▸ Problemi e compiti:
A - Rispondi alle seguenti domande sul testo sugli atleti e i campioni.
(i) In quale disciplina gareggiava Ibragim Samadov?
(ii) In quale posizione si è qualificato Ibragim Samadov?
(iii) Quante medaglie d'oro ha vinto Henry Carr a Tokyo nel 1964?
B - Nel testo sugli atleti e i campioni, Henry Carr afferma che diventare il migliore è un inganno. Spiega perché, secondo le sue parole.
C - Stabilisci se le seguenti affermazioni concordano con il testo sugli atleti e i campioni, citando le parole decisive.
(i) Ibragim Samadov puntava a vincere una medaglia d'oro.
(ii) Anna Dmitrieva era una nuotatrice.
(iii) La maggior parte degli atleti diventerà campione.

▸ Testo citato:

• • • • • • •

Inevitabilmente, la maggior parte degli atleti non diventeranno mai campioni. È vero che alcuni pensano che “alle Olimpiadi l’importante non è vincere ma partecipare”. Tuttavia altri atleti, che contavano di diventare campioni, sono tornati a casa delusi. Nel sollevamento pesi, Ibragim Samadov si era prefisso di vincere una medaglia d’oro, ma si è qualificato solo terzo. “Con una medaglia d’oro avrei potuto dare un senso alla mia vita, studiare per fare carriera, aiutare la famiglia. Ora non so cosa fare”, ha detto con un sospiro. E anche chi vince deve affrontare prima o poi il momento traumatico in cui le sue prestazioni cominciano a diminuire.
L’ex tennista sovietica Anna Dmitrieva ha detto: “Il sistema sportivo [sovietico] non si preoccupava delle persone. Pensavano solo: ‘Se tu te ne vai troveremo altri 10 come te’”. Allo stesso modo Henry Carr, due volte medaglia d’oro a Tokyo nel 1964, ha ammesso: “Anche quando uno diventa il migliore, è un inganno. Perché? Perché non è una cosa che dura, non dà vera soddisfazione. I campioni sono presto rimpiazzati da altri e di solito vengono dimenticati”.

• • • • • • •

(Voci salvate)
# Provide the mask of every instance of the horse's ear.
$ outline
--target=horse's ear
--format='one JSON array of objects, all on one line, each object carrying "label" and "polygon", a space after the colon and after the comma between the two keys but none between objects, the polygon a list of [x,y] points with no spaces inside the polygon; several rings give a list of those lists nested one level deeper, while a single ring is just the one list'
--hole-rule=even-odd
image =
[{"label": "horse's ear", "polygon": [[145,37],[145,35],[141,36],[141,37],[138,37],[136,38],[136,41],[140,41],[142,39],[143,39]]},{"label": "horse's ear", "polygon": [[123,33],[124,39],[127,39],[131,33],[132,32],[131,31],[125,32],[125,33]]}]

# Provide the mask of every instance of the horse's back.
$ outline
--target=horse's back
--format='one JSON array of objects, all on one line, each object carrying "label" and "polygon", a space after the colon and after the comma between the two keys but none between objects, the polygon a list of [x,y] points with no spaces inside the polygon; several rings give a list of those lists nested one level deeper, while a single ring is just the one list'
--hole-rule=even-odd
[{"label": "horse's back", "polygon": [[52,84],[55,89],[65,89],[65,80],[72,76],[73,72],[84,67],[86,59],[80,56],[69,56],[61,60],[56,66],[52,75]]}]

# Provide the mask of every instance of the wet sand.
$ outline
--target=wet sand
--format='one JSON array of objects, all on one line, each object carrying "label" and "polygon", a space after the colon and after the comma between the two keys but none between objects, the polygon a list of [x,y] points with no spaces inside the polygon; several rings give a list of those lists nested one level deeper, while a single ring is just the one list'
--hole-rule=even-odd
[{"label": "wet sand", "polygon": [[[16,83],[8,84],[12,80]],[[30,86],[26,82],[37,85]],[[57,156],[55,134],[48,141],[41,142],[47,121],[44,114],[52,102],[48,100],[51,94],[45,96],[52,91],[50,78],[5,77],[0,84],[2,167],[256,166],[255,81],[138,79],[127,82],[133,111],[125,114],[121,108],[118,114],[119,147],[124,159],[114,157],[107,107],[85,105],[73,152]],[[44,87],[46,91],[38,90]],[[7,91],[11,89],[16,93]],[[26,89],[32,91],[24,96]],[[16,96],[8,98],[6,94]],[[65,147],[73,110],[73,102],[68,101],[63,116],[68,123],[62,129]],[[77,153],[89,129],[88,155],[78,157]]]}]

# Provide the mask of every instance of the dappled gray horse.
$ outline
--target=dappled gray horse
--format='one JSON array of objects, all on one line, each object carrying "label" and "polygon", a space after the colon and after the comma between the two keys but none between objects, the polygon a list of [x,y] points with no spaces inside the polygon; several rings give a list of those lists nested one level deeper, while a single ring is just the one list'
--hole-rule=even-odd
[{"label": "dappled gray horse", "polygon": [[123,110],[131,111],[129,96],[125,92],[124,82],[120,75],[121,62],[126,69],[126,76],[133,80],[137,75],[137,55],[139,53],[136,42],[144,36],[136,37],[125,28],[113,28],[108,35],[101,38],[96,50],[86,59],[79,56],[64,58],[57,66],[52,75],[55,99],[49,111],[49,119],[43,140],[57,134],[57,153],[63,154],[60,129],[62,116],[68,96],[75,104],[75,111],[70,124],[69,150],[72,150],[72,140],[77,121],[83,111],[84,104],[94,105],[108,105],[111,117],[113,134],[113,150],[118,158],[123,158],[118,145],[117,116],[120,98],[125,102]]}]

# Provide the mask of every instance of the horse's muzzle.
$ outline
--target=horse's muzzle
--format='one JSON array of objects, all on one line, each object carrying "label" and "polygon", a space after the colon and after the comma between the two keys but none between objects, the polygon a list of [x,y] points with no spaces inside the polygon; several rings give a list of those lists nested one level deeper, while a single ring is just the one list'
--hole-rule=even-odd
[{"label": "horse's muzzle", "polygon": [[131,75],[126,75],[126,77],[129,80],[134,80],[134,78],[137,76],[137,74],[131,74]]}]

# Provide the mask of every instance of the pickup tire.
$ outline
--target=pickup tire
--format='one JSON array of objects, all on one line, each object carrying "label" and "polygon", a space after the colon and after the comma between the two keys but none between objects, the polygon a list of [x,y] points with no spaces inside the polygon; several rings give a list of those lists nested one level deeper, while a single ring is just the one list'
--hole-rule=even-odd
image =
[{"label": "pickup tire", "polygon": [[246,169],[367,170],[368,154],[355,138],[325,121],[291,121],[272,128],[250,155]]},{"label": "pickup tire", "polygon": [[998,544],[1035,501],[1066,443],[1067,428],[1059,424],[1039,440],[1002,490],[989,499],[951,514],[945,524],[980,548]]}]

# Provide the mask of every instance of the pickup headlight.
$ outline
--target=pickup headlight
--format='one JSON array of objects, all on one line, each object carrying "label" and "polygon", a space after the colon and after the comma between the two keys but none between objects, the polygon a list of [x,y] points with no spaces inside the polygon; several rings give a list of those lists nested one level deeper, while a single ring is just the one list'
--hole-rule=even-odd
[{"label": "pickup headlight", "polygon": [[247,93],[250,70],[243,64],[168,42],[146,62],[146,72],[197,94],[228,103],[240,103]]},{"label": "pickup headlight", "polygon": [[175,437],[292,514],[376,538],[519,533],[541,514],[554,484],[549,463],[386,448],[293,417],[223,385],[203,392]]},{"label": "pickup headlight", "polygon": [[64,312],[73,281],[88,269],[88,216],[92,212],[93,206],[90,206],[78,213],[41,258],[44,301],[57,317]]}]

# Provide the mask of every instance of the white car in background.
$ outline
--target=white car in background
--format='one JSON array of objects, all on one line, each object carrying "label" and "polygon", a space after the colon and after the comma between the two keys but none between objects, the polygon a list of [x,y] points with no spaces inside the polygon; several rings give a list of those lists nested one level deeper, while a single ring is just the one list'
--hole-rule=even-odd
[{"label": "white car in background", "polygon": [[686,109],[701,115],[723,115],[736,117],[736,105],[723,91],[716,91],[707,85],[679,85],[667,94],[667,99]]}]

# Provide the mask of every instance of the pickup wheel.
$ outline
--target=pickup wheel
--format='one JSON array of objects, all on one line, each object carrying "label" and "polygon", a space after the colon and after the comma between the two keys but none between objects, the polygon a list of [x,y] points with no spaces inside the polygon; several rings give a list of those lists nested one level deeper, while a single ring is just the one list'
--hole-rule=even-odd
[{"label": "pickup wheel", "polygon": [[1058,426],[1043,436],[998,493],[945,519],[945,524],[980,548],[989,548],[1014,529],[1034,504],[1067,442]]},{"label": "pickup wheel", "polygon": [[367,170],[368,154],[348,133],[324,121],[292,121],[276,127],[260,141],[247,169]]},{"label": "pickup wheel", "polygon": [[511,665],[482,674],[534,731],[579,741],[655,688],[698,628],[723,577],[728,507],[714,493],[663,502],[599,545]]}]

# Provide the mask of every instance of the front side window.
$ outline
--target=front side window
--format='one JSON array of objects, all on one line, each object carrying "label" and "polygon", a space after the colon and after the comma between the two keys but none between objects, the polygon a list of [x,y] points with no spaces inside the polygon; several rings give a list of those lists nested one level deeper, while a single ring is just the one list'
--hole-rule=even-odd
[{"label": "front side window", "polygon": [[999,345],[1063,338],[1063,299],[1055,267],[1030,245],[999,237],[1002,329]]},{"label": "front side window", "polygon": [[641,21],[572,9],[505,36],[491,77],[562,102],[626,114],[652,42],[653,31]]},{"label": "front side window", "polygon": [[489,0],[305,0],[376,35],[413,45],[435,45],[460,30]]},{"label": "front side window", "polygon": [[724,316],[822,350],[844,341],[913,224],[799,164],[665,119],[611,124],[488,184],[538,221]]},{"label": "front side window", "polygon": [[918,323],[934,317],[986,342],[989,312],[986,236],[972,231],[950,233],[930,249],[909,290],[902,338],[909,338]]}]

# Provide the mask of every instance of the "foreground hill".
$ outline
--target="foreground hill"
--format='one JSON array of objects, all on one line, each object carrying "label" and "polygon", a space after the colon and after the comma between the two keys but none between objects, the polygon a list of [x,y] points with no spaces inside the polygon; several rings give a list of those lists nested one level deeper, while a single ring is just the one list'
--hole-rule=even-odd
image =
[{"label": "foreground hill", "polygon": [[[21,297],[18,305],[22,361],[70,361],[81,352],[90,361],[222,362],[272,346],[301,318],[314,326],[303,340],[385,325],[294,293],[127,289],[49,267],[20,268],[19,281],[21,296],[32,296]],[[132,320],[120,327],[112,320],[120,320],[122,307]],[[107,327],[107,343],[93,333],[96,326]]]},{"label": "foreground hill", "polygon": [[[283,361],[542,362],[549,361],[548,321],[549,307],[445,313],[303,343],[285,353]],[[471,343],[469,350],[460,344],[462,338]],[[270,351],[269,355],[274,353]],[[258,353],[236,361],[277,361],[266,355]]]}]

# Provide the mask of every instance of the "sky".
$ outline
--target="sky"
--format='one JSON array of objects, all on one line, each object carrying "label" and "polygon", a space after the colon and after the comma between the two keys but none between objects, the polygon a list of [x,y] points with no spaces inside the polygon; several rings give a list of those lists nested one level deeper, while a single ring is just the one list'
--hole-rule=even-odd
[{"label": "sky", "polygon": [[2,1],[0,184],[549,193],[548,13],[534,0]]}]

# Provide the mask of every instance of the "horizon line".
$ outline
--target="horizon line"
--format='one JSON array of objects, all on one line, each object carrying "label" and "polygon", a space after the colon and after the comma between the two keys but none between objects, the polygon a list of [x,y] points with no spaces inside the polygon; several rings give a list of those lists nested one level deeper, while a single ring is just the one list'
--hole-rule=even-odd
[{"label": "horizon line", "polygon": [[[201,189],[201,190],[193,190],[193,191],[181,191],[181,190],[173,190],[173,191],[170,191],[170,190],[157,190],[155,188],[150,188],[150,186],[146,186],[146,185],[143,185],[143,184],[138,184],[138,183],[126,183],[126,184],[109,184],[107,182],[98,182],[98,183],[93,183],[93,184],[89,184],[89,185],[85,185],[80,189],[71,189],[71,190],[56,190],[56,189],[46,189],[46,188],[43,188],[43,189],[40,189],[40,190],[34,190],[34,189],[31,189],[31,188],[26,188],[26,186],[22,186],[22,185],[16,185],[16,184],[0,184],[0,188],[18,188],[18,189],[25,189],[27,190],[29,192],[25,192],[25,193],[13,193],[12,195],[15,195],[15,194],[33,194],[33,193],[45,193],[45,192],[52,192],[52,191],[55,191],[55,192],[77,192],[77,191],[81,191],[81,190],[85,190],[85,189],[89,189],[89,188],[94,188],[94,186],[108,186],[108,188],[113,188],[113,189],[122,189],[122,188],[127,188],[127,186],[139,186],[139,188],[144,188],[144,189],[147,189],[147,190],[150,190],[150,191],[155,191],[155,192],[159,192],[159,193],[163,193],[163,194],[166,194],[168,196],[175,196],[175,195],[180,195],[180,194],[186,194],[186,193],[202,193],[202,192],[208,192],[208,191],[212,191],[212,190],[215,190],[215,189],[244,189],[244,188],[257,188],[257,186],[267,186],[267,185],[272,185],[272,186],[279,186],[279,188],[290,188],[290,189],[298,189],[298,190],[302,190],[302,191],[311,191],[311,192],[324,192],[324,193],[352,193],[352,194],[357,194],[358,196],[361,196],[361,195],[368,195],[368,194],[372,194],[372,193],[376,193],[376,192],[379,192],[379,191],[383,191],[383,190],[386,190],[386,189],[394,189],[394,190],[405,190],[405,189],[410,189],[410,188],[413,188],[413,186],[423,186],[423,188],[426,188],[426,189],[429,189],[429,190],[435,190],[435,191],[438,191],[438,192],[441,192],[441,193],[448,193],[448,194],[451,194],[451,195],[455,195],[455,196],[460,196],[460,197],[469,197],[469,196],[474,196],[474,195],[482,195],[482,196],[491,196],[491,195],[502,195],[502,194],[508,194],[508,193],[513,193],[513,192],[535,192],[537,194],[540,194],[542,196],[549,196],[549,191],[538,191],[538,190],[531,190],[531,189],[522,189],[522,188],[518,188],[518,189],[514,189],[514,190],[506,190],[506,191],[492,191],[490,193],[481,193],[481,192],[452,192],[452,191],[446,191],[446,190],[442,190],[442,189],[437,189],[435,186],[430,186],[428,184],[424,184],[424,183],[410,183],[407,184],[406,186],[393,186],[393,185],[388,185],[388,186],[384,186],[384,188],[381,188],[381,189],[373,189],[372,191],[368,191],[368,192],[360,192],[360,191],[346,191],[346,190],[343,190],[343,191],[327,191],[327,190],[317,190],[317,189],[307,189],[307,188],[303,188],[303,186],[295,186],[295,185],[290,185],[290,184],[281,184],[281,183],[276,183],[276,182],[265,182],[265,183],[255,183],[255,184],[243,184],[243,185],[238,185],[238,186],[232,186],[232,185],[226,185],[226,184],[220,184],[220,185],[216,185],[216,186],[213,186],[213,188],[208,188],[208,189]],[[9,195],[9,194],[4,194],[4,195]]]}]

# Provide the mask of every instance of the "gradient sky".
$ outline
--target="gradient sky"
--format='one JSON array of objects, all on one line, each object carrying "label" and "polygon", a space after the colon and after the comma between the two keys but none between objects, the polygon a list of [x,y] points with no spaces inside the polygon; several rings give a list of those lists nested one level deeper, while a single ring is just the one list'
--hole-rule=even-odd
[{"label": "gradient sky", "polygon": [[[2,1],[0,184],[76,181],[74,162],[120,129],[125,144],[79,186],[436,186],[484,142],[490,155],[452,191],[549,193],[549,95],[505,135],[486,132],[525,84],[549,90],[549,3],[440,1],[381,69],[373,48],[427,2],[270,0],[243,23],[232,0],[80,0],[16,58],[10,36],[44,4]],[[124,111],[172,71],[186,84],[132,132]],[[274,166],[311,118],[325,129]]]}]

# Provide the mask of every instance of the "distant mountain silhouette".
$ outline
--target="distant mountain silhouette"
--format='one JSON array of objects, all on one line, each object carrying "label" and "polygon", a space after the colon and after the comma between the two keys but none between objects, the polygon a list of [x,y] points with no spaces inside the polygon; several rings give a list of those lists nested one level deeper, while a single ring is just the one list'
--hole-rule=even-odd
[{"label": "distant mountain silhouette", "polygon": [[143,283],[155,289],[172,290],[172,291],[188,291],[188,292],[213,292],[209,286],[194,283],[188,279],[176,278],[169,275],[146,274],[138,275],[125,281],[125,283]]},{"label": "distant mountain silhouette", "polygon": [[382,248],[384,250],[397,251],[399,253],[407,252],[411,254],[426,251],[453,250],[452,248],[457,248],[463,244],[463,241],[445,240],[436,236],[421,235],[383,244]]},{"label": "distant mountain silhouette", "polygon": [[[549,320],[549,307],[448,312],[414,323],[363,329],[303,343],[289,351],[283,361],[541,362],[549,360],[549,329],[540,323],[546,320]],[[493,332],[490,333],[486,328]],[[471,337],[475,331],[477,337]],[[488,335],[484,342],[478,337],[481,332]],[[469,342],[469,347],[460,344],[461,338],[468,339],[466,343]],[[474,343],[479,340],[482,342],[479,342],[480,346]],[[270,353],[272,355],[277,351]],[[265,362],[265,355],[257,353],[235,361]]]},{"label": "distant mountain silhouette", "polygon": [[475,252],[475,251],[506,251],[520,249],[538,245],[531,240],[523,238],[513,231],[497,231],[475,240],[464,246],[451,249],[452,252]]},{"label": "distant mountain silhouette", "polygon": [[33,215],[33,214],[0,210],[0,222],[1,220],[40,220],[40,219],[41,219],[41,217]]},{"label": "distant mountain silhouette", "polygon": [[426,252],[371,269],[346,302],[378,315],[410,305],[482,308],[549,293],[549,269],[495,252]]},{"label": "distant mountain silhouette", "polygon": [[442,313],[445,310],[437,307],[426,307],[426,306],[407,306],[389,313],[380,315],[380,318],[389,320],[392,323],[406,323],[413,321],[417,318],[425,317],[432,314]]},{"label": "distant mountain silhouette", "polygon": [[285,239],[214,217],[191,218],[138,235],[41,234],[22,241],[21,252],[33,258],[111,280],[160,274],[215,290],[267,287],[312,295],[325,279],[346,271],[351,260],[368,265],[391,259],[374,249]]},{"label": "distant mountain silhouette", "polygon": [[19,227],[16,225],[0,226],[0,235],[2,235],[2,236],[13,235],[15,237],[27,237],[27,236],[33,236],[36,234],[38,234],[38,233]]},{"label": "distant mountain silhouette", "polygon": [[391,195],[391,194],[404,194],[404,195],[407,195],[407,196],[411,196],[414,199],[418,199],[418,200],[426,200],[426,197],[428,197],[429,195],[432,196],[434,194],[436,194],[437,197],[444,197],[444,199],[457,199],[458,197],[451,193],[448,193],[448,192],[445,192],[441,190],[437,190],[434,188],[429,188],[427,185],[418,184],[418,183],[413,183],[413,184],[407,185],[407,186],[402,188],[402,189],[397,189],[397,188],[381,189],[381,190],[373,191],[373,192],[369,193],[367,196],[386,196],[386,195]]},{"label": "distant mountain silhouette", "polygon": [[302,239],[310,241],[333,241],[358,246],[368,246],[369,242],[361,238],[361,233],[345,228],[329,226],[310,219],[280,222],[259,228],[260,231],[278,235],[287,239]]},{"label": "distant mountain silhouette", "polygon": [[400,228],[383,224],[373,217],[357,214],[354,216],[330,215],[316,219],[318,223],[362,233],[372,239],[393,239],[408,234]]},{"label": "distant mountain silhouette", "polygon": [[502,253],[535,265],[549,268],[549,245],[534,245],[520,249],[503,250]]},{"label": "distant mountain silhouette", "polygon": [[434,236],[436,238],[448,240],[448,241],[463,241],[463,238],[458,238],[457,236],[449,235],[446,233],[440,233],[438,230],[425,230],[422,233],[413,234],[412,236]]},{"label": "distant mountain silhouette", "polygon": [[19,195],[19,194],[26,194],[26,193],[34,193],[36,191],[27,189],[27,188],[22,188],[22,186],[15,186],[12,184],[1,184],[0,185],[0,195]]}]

• • • • • • •

▸ Risultati degli esercizi:
A -
(i) Nel sollevamento pesi.
(ii) Si è qualificato terzo.
(iii) Due.

B - Secondo Henry Carr, essere il migliore non è una cosa che dura e non dà vera soddisfazione. Inoltre i campioni sono presto rimpiazzati da altri e di solito vengono dimenticati.

C -
(i) Sì: «si era prefisso di vincere una medaglia d’oro».
(ii) No: «L’ex tennista sovietica Anna Dmitrieva».
(iii) No: «la maggior parte degli atleti non diventeranno mai campioni».